■ **GOAL OF THE EXERCISE**: Return every row below verbatim, but leave out the pictures.
━━━━━━━━━━━━━━━━━━━━━━━━━━━━━━
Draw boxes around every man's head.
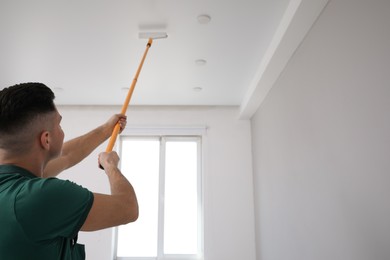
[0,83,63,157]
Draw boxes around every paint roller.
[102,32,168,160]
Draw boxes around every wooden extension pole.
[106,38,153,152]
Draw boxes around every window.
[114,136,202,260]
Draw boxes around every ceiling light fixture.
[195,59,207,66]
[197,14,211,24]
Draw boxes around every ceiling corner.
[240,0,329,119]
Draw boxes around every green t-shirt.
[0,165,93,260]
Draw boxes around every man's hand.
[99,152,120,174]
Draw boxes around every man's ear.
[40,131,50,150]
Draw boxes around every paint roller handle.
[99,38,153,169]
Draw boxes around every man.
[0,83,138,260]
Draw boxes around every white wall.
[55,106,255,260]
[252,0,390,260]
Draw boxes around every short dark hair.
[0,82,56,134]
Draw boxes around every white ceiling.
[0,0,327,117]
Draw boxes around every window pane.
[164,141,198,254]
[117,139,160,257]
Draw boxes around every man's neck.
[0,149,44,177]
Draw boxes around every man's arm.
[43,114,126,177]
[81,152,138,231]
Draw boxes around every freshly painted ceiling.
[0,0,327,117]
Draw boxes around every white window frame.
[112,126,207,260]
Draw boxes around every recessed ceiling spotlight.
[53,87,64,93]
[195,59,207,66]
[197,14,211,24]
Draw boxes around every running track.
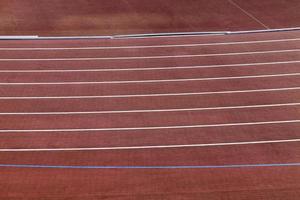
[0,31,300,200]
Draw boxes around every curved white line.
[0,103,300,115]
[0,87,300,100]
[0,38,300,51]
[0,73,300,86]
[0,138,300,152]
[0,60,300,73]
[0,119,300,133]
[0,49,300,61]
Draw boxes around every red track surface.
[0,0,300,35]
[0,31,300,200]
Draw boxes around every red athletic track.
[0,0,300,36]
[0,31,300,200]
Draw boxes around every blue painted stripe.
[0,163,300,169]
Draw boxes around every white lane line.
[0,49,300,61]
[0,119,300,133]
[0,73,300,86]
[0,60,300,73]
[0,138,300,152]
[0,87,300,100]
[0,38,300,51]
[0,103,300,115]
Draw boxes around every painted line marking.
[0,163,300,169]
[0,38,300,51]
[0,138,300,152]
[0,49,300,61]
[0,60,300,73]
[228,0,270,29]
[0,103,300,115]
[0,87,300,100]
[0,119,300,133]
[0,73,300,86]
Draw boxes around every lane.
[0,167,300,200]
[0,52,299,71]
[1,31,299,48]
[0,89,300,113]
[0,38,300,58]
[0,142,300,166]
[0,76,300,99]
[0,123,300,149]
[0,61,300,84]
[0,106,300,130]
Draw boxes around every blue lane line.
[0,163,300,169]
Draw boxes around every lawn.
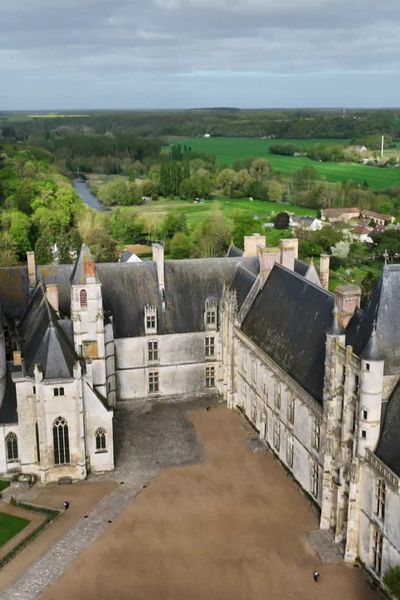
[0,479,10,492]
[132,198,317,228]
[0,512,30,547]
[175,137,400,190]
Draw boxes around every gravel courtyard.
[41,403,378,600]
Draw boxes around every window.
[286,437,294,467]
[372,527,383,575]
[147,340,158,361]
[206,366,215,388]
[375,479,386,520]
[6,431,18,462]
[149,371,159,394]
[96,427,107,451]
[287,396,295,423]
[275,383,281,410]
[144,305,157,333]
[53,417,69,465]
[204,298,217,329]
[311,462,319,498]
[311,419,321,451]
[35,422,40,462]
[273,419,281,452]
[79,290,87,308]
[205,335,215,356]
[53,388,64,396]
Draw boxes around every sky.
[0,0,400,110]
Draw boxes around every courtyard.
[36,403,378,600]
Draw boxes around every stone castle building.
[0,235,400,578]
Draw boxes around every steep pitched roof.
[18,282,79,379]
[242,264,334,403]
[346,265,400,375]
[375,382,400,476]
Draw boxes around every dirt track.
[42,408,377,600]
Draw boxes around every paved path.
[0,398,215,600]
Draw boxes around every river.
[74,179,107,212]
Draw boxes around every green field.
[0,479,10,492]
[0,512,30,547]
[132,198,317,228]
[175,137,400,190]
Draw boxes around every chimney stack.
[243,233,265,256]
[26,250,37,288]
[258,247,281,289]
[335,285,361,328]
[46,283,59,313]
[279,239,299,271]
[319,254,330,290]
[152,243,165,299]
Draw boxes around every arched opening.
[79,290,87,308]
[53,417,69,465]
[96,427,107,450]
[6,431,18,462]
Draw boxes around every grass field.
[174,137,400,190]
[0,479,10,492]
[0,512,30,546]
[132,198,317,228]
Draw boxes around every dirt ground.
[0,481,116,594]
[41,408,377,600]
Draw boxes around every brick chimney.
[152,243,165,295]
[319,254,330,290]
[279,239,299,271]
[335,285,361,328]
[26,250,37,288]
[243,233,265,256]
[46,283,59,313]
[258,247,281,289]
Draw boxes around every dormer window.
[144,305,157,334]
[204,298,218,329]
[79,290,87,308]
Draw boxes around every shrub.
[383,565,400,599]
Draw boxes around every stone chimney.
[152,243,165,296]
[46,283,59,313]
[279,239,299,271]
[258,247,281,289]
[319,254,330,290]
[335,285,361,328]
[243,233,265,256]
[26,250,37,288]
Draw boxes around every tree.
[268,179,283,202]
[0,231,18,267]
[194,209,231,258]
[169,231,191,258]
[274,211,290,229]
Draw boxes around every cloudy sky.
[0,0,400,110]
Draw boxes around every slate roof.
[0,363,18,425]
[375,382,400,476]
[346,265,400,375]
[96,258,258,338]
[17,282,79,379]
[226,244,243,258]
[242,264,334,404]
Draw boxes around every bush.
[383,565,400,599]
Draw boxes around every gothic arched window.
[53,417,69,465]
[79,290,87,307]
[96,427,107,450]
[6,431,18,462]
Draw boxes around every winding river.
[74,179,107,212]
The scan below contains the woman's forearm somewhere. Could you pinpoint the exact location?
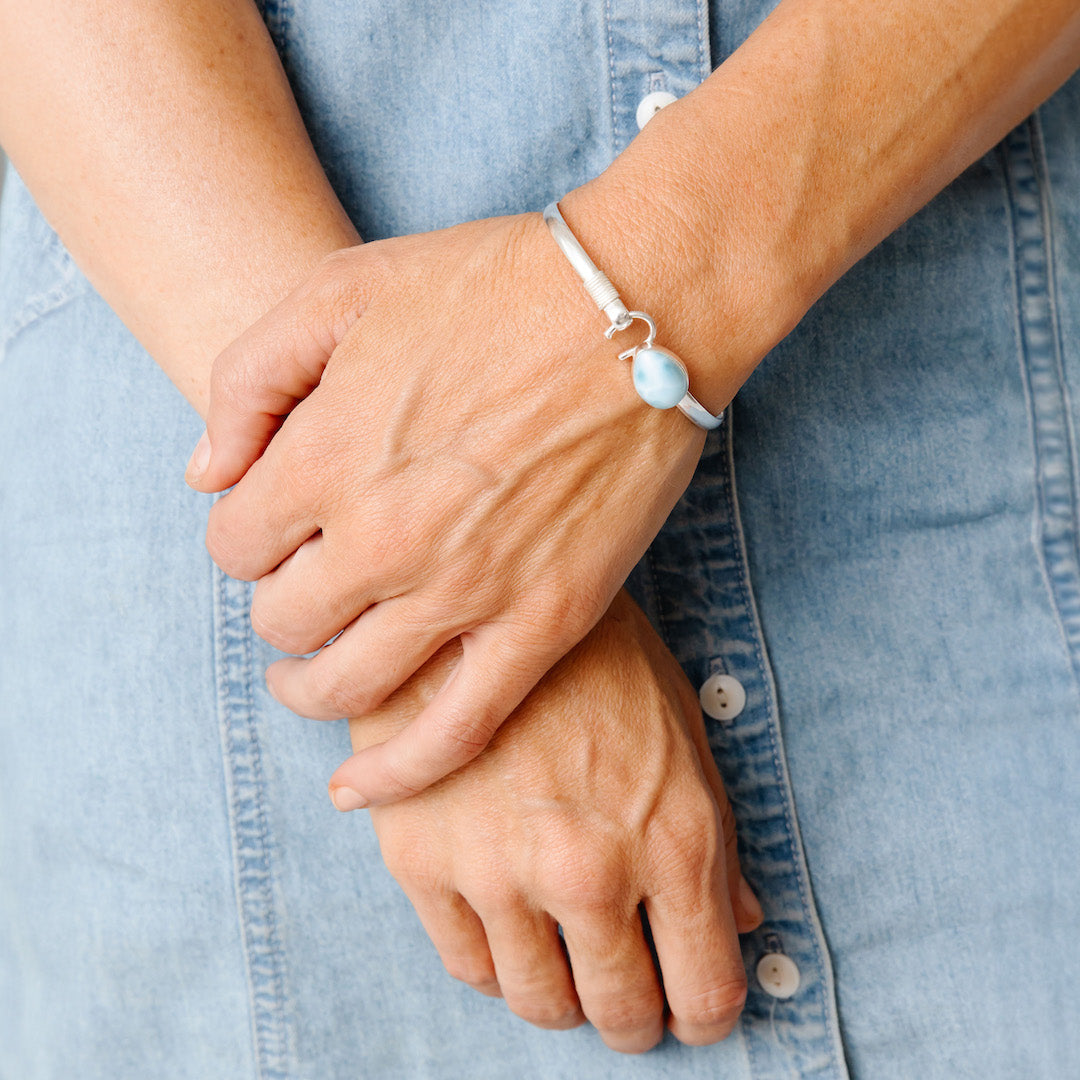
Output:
━━━━━━━━━━━━━━━━━━━━━━━━━━━━━━
■ **SOLUTION FOR THIS EXERCISE**:
Draw boxes around every man's head.
[0,83,63,157]
Draw boxes around every paint roller.
[102,32,168,160]
Draw boxes around every wooden extension pole.
[106,38,153,152]
Draw boxes around every window.
[114,136,202,260]
Draw boxes around every ceiling light fixture.
[195,59,207,66]
[197,14,211,24]
Draw boxes around every ceiling corner.
[240,0,329,119]
Draw boxes around every green t-shirt.
[0,165,93,260]
Draw boxes around every man's hand.
[99,152,120,174]
Draw boxes around every man's ear.
[40,131,50,150]
Draw boxes around every paint roller handle.
[99,38,153,169]
Draw boxes around every man.
[0,83,138,260]
Draw boxes around every white wall.
[55,106,255,260]
[252,0,390,260]
Draw boxes around every short dark hair.
[0,82,56,134]
Draw boxes around every white ceiling.
[0,0,327,117]
Draw boxes around every window pane.
[164,141,198,254]
[117,139,160,257]
Draw boxes around every man's neck.
[0,149,44,177]
Draw boxes around every man's arm.
[43,114,126,177]
[81,152,138,231]
Draw boxes around every freshly painted ceiling.
[0,0,327,117]
Draw boxes around every white window frame.
[112,126,207,260]
Draw boxes around every recessed ceiling spotlight.
[53,87,64,93]
[195,59,207,66]
[197,14,211,24]
Draw boxes around every running track.
[0,31,300,200]
Draw boxes around every curved white line.
[0,103,300,115]
[0,87,300,100]
[0,38,300,51]
[0,73,300,86]
[0,138,300,152]
[0,60,300,73]
[0,119,300,133]
[0,49,300,61]
Draw boxes around every red track surface.
[0,0,300,35]
[0,31,300,200]
Draw boxes around every red athletic track.
[0,0,300,36]
[0,31,300,200]
Draw boxes around every blue painted stripe.
[0,163,300,169]
Draw boxes around every white lane line.
[0,49,300,61]
[0,119,300,133]
[0,73,300,86]
[0,60,300,73]
[0,138,300,152]
[0,87,300,100]
[0,38,300,51]
[0,103,300,115]
Draw boxes around every painted line marking.
[0,163,300,169]
[0,38,300,51]
[0,138,300,152]
[0,49,300,61]
[0,60,300,73]
[228,0,270,29]
[0,103,300,115]
[0,87,300,100]
[0,119,300,133]
[0,73,300,86]
Draw boxes around every lane.
[0,167,300,200]
[0,52,299,71]
[1,31,299,48]
[0,89,300,113]
[0,38,300,58]
[0,142,300,166]
[0,76,300,99]
[0,123,300,149]
[0,61,300,84]
[0,106,300,130]
Draw boxes around every blue lane line.
[0,163,300,169]
Draw boxes around every lawn.
[0,479,10,492]
[132,198,317,228]
[0,512,30,547]
[175,137,400,190]
Draw boxes around every gravel courtyard.
[41,403,378,600]
Draw boxes around every window.
[286,437,294,467]
[372,527,383,575]
[147,340,158,361]
[206,366,215,388]
[375,479,386,520]
[6,431,18,462]
[149,371,159,394]
[96,427,107,451]
[287,396,295,423]
[275,383,281,410]
[144,305,157,333]
[53,417,69,465]
[204,298,217,329]
[311,462,319,498]
[311,419,321,451]
[35,422,40,462]
[273,419,281,452]
[79,290,87,308]
[205,335,215,356]
[53,388,64,396]
Draw boxes around every sky.
[0,0,400,110]
Draw boxes around every courtyard.
[36,403,378,600]
Draw boxes around every stone castle building.
[0,235,400,578]
Draw boxes around every steep pitched roof.
[18,282,79,379]
[242,264,334,403]
[346,265,400,375]
[375,382,400,476]
Draw boxes around every dirt track.
[42,408,377,600]
Draw boxes around every paved path.
[0,398,215,600]
Draw boxes around every river.
[74,179,107,212]
Draw boxes around every green field.
[0,479,10,492]
[0,512,30,547]
[132,198,317,228]
[175,137,400,190]
Draw boxes around every chimney stack.
[243,233,265,256]
[26,250,37,288]
[258,247,281,289]
[335,285,361,328]
[46,283,59,313]
[279,239,299,271]
[319,254,330,290]
[152,243,165,299]
Draw boxes around every arched opening.
[79,290,87,308]
[53,417,69,465]
[96,427,107,450]
[6,431,18,462]
Draw boxes around every grass field.
[174,137,400,190]
[0,479,10,492]
[0,512,30,546]
[132,198,317,228]
Draw boxes around every dirt ground.
[0,481,116,594]
[41,408,377,600]
Draw boxes around every brick chimney.
[152,243,165,295]
[319,254,330,290]
[279,239,299,271]
[335,285,361,328]
[26,250,37,288]
[243,233,265,256]
[46,283,59,313]
[258,247,281,289]
Draw boxes around every dormer window.
[144,305,157,334]
[204,298,218,329]
[79,290,87,308]
Draw boxes around every shrub.
[383,565,400,599]
Draw boxes around every stone chimney.
[152,243,165,296]
[46,283,59,313]
[279,239,299,271]
[258,247,281,289]
[319,254,330,290]
[335,285,361,328]
[243,233,265,256]
[26,250,37,288]
Draw boxes around every tree.
[268,179,283,202]
[0,231,18,267]
[194,209,231,258]
[169,231,191,258]
[274,211,290,229]
Draw boxes around every cloudy sky.
[0,0,400,110]
Draw boxes around every slate roof.
[0,363,18,425]
[375,382,400,476]
[346,265,400,375]
[96,258,258,338]
[17,282,79,379]
[226,244,243,258]
[242,264,334,404]
Draw boxes around every bush.
[383,565,400,599]
Draw boxes around every gothic arched window.
[53,417,69,465]
[79,290,87,307]
[96,427,107,450]
[6,431,18,462]
Draw boxes around every winding river.
[74,179,107,212]
The scan below contains the woman's forearm somewhere. Could you pinpoint the exact location?
Output:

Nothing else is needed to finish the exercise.